Job-ready Graduates – its effects on university Commonwealth supported places decisions

The student contribution increases of Job-ready Graduates get regular media coverage, focusing on the plight of debt-laden arts graduates. Far less attention is given to how JRG affected university decision-making.

For universities JRG had multiple elements. Total overall Commonwealth supported student funding rates by discipline were changed, some increasing but most decreasing. The changes to student contributions altered incentives for over-enrolments. Previous separate allocations of sub-bachelor and postgraduate Commonwealth supported places (CSPs)were ended, merged into a single fund with bachelor degrees.

To explore these effects, Ren-Hao Xu from UWA and I interviewed 15 leaders and officials from five universities in 2024 and 2025. We chose universities with various sizes, locations, missions and rankings to find out how they interpreted the JRG incentives and how these affected decision making. An academic article reporting our methodology and findings was recently published in the Australian Educational Researcher journal.

- _GIVEN RECORDS_:
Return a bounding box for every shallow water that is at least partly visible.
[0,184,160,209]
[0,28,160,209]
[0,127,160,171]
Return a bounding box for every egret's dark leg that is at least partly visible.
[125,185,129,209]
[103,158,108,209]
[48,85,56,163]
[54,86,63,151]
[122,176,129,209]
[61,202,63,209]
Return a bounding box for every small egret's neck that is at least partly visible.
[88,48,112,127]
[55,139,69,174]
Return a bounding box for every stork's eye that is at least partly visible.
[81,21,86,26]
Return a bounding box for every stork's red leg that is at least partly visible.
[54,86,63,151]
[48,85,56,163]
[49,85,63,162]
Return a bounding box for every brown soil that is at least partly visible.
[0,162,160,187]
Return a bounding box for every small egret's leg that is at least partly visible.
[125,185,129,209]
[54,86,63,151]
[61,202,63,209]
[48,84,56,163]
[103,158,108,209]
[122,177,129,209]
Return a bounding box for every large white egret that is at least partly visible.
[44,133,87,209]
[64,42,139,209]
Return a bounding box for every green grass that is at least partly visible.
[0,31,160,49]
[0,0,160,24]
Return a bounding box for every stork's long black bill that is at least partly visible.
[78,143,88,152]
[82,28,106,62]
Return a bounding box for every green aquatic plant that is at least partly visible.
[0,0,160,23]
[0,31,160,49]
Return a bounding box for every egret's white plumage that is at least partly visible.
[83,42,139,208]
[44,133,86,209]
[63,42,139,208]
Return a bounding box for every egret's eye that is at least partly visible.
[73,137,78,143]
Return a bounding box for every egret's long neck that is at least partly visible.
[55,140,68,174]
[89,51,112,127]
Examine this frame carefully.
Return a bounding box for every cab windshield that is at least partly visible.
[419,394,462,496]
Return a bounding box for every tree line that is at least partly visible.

- _WHAT THIS EXERCISE ASKS_:
1) According to the Job-ready Graduates article, how many university leaders and officials were interviewed, and from how many universities?
2) Copy the part of the rows that opens with the line containing "Return a bounding box for every stork's red" and runs through the end of the rows.
The article on Job-ready Graduates and the rows are unrelated material.

- _SOLUTIONS BY TASK_:
1) Fifteen leaders and officials from five universities.

2)
Return a bounding box for every stork's red leg that is at least partly visible.
[54,86,63,151]
[48,85,56,163]
[49,85,63,162]
Return a bounding box for every brown soil that is at least partly visible.
[0,162,160,187]
Return a bounding box for every small egret's leg that is at least partly visible.
[125,185,129,209]
[54,86,63,151]
[61,202,63,209]
[48,84,56,163]
[103,158,108,209]
[122,177,129,209]
Return a bounding box for every large white egret that is at least partly visible.
[44,133,87,209]
[64,42,139,209]
Return a bounding box for every green grass that is at least partly visible.
[0,31,160,49]
[0,0,160,24]
Return a bounding box for every stork's long black bill that is at least partly visible.
[78,143,88,152]
[82,28,106,62]
Return a bounding box for every green aquatic plant that is at least partly visible.
[0,0,160,23]
[0,31,160,49]
Return a bounding box for every egret's white plumage that is at least partly visible.
[83,42,139,208]
[44,133,86,209]
[63,42,139,208]
Return a bounding box for every egret's eye that is at least partly visible.
[73,137,78,143]
Return a bounding box for every egret's long neck that is at least partly visible.
[55,140,68,174]
[89,51,112,127]
Examine this frame carefully.
Return a bounding box for every cab windshield that is at least partly visible.
[419,394,462,496]
Return a bounding box for every tree line that is at least partly visible.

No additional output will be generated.